_Source passage_
-------

Ukrainian war refugees arriving in Tallinn in March 2022.
Ukrainian war refugees arriving in Tallinn in March 2022. Source: Ken Mürk/ERR

Approximately 70 Ukrainian refugees arrive every day in Estonia but people tend to leave rather than stay, reversing the trend since February 2022. Those that do stay often have friends or relatives in the country.

The number of Ukrainians crossing Estonia's borders has been stable for several months, the Police and Border Guard Board (PPA) told Friday's "Aktuaalne kaamera" (AK). The number of arrivals has dropped since the start of the year.

"The daily figure is less than 100, or around 70 to 80 refugees, of whom an estimated 50 percent remain in Estonia, with the rest moving on to other countries," said Gert Kaju, head of the PPA's crisis preparedness office.

Kirill Badikin, team leader of the Social Insurance Board's (SKA) Crisis Management Department, said the trend tends to show that Ukrainians are returning home.

-------

_Challenge A_
Translate this sentence from the news report on Ukrainian refugees in Estonia into Spanish: "The number of arrivals has dropped since the start of the year."
_Challenge B_
From the news report on Ukrainian refugees in Estonia, copy out the part that opens with the words containing "Approximately 70 Ukrainian" and closes with "crisis preparedness office.".
_Challenge C_
Write the next few sentences of the news report on Ukrainian refugees in Estonia, starting after its final sentence.

_Information supplied_

-------

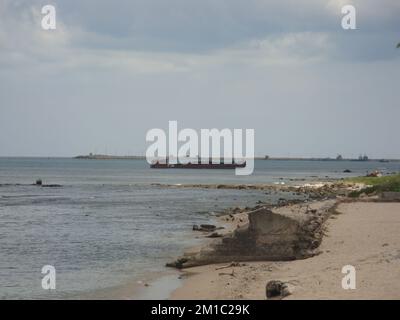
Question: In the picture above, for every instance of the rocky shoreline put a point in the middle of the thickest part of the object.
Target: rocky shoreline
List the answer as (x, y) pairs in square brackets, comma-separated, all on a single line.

-------

_Task result A_
El número de llegadas ha disminuido desde principios de año.

_Task result B_
Approximately 70 Ukrainian refugees arrive every day in Estonia but people tend to leave rather than stay, reversing the trend since February 2022. Those that do stay often have friends or relatives in the country.

The number of Ukrainians crossing Estonia's borders has been stable for several months, the Police and Border Guard Board (PPA) told Friday's "Aktuaalne kaamera" (AK). The number of arrivals has dropped since the start of the year.

"The daily figure is less than 100, or around 70 to 80 refugees, of whom an estimated 50 percent remain in Estonia, with the rest moving on to other countries," said Gert Kaju, head of the PPA's crisis preparedness office.

_Task result C_
"We have data that 4,500 Ukrainian citizens have left Estonia, a large number of whom have moved back to Ukraine. The rest have moved on to other countries," he said.

"As far as we know, and the refugees have told us, with summer coming, it will be possible to do some agricultural work in their own country," Badikin told AK.

However, Ukrainians interviewed by AK have not noticed that their compatriots are leaving.

Danila came to Estonia with her mother and sister. He is employed, and although he and his family currently live on the ferry Isabelle, he does not think it will be difficult to find an apartment. 

"It's quite easy to find a place to live here. We have to make a bit of an effort because we came here with our dogs. But that's it, no more problems," Danila said. The family plan to go back to Ukraine after the end of the war.

Due to the reduced number of arrivals, SKA will close its help and information points at the end of the month.

The information point in Tallinn will remain open until the end of May but will operate in the Isabelle ship, which is being used as temporary accommodation, rather than the bus station.

Badikin said many Ukrainians who move to Estonia now already have contacts in the country.

"Therefore, short-term accommodation may not be needed. Many refugees also have a valid employment contract, i.e. an agreement with the employer is already in place, people come to work here," he said.

Almost, 45,000 people have sought temporary protection in Estonia since Russia launched its full-scale invasion. Approximately 19,000 have applied to extend their stay.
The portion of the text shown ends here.